Exercise prompt:
Copy out every line exactly as given.

# Start of Material for this task

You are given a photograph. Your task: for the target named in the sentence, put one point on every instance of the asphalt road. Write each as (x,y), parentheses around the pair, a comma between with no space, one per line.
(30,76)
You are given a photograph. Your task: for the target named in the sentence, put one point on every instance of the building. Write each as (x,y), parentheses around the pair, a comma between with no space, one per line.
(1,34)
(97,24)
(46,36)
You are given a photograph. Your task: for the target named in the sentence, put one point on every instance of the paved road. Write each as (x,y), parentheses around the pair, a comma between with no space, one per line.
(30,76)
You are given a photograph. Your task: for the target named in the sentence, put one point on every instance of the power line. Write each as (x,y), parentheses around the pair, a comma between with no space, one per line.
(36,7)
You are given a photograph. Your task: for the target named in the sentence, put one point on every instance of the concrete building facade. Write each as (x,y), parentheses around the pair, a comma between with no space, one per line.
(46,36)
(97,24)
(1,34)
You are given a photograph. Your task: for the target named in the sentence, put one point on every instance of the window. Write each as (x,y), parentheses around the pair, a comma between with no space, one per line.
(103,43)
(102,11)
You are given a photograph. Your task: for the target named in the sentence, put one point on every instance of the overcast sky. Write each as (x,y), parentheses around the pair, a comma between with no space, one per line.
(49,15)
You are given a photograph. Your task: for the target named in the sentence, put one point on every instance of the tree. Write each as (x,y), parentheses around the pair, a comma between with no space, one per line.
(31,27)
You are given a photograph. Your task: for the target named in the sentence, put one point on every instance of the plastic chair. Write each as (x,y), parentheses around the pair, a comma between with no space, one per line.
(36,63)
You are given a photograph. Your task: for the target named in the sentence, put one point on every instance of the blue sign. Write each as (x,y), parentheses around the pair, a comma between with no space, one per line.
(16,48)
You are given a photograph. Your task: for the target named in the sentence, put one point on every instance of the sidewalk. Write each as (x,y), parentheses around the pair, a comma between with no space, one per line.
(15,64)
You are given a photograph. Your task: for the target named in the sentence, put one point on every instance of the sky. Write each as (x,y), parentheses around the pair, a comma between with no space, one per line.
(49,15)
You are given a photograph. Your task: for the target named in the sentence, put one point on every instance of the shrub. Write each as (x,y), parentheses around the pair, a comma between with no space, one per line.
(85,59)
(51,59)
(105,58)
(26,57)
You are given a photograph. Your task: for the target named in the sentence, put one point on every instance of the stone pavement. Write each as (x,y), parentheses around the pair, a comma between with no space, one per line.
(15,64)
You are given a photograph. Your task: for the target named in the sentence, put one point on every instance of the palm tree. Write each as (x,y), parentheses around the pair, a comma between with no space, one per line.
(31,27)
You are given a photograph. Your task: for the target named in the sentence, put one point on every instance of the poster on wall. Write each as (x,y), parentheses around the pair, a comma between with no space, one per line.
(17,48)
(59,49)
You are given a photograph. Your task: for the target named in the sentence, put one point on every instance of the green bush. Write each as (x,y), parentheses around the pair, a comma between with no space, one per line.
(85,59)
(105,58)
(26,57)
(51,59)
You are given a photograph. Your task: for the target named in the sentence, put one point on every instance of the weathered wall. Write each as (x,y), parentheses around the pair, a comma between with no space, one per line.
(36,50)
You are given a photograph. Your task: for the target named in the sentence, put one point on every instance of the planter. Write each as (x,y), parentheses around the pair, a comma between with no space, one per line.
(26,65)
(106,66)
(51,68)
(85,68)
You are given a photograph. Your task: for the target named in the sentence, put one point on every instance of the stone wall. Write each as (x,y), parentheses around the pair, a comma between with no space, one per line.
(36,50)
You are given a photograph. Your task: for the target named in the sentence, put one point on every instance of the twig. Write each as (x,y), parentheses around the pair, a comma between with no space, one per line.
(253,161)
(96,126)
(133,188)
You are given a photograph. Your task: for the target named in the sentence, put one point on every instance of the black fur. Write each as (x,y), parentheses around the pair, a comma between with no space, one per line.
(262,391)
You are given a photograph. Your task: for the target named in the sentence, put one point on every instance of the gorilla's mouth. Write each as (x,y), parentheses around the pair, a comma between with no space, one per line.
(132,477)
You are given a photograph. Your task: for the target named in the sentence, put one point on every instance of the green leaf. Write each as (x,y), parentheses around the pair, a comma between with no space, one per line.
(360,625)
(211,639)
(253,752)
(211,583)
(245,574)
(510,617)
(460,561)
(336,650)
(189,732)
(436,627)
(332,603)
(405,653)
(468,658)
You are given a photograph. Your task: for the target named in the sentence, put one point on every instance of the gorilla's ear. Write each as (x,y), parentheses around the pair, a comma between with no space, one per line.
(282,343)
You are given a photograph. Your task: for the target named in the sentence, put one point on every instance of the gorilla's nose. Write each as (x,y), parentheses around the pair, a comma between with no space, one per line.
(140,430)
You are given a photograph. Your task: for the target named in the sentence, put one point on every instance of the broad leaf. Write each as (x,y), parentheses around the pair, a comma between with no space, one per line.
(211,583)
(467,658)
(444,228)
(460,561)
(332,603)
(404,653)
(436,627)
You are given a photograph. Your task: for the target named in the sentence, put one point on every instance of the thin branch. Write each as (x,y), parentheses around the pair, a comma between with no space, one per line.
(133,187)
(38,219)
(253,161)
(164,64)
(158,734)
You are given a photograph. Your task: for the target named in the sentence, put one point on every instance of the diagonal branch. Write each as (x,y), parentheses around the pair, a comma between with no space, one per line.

# End of Material for this task

Task answer:
You are given a photograph. Your task: for the target named in the sentence, put one point on every instance of the asphalt road. Write each as (x,y), parentheses around the pair, a comma between with no space, one per line.
(30,76)
You are given a photograph. Your task: for the target named in the sentence, put one point on every instance of the building. Write each as (x,y), parentheses around the pair, a comma between with no space, one per line.
(1,34)
(97,24)
(46,36)
You are given a photograph. Your task: for the target named in the sentence, put one point on every instance of the paved road. Write each as (x,y), parentheses around the pair, a comma between with no space, one per line.
(30,76)
You are given a photograph. Your task: for the target named in the sentence, put one point on every instance of the power line. Write each as (x,y), parentheses around the pair, a comma between with no space, one per line.
(36,7)
You are given a photograph. Your task: for the target named in the sentence, put one point on every instance of the concrete building facade. Write each as (x,y), parentheses around the pair, a comma between with no space, one per line.
(46,36)
(97,24)
(1,34)
You are given a photograph. Your task: for the target named in the sentence, put one point on every instance of the window. Write each as (x,y), parentheses around the pair, a comma between with no space, one per line.
(103,43)
(102,11)
You are given a photograph. Your task: for the target named in the sentence, put one point on every instance of the overcast sky. Write each as (x,y), parentheses around the pair, a comma between with no space, one per line.
(49,15)
You are given a photograph. Your task: for the target named in the sentence, put one point on every instance of the tree. Write each as (x,y), parentheses around the pair, a comma between with no space, one per line.
(31,27)
You are given a photograph. Your task: for the target named in the sentence, put one point on every instance of the plastic chair. Write each as (x,y), parentheses around the pair, a comma between with no space, one per line.
(36,63)
You are given a photograph. Your task: for the target named in the sentence, put one point on every instance of the blue sign. Write each as (x,y), parentheses around the pair, a comma between with no space, one per line.
(16,48)
You are given a photograph. Your task: for the target named in the sentence, put one point on every instance of the sidewalk. Write each as (x,y), parentheses around the pair, a comma between with no space, one per line.
(15,64)
You are given a photograph. Your task: for the target named in the sentence, put one point on every instance of the sky. Write each as (x,y), parentheses around the pair, a comma between with no space, one per line.
(49,15)
You are given a photograph. Your task: for the target named in the sentence, put one point on every instance of the shrub. Write each as (x,y), parentheses around the pair, a comma between with no space, one per line.
(85,59)
(51,59)
(105,58)
(26,57)
You are given a photograph. Your task: for the target named in the sentence, put one point on every instance of the stone pavement. Write each as (x,y), parentheses around the pair, a comma between with no space, one per line.
(15,64)
You are given a photograph. Your task: for the target named in the sentence, put one point on every instance of the palm tree. Write each as (x,y), parentheses around the pair, a comma between with no space, one per line.
(31,27)
You are given a photograph. Your task: for the target named in the sentence, put one point on every instance of the poster on wall. Write each as (x,y), parentheses around the pair, a comma between with no space, one per line.
(17,48)
(59,49)
You are given a photograph. Your task: for the target named in the sentence, put one point on every instance of the green bush. Write each as (x,y), parentheses around the pair, a comma between with no space, one per line.
(85,59)
(105,58)
(26,57)
(51,59)
You are given a photograph. Your task: for the target named in the sentence, put one point on every instance of the weathered wall. Write each as (x,y), parentheses around the pair, a comma between with no space, one per line.
(36,50)
You are given a photograph. Your task: for the target named in the sentence, put one point on every instance of the planter. Write each as (x,y), parentheses around the pair, a comma between with no space, one per line.
(26,65)
(106,66)
(51,68)
(85,68)
You are given a photograph. Your task: for the target named in the sentence, put one point on every instance of the stone wall. Write each as (x,y), parentheses around the pair, a comma between with no space, one per line.
(36,50)
You are given a photograph. Your task: for the target named in the sentence, put one point on every instance of the twig. Write each as (x,y), parentheses around the pair, a comma between with no space, one per line.
(253,161)
(96,126)
(133,188)
You are given a photograph. Your task: for the target named in the sentence, put one point on every instance of the black fur. Write each as (x,y), parentheses around the pair, a comma between with no space, one per line.
(262,391)
You are given a photograph. Your task: for the target named in the sentence, put one point on every instance of the gorilla's mouth. Write each as (x,y), parentheses around the pair, a comma between with no space, one per line.
(132,477)
You are given a photograph. Your task: for the target named in the sentence, put one point on every instance of the green leaf. Write each as (x,y), parentheses around the pair, a comma between with no space, one per line.
(360,625)
(211,639)
(253,752)
(211,583)
(245,574)
(510,617)
(460,561)
(336,650)
(189,732)
(436,627)
(332,603)
(405,653)
(468,658)
You are given a photograph. Your task: for the target named in the sentence, put one point on every instance of the gorilla's ear. Write each as (x,y), parentheses around the pair, a comma between with no space, one per line.
(282,343)
You are given a photograph. Your task: for the target named in the sentence, put one point on every instance of the gorilla's nose. Write each as (x,y), parentheses around the pair, a comma between with no space, one per line.
(140,430)
You are given a photograph. Your task: for the target named in the sentence, put one point on every instance of the broad leaf. Write each as (x,y), parentheses around the pair, a comma between with no space, one per line.
(211,583)
(467,658)
(444,228)
(460,561)
(332,603)
(404,653)
(436,627)
You are given a photograph. Your task: for the target named in the sentence, put one point on every instance of the thin branch. Write each as (x,y), parentheses around the pair, a comma between with no space, one per line.
(133,187)
(38,219)
(253,161)
(164,64)
(158,734)
You are given a photograph. Your task: for the target named in the sentence, put one point on every instance of the diagonal branch. Write each as (x,y), parentheses around the pair, a comma between with no space, one per line.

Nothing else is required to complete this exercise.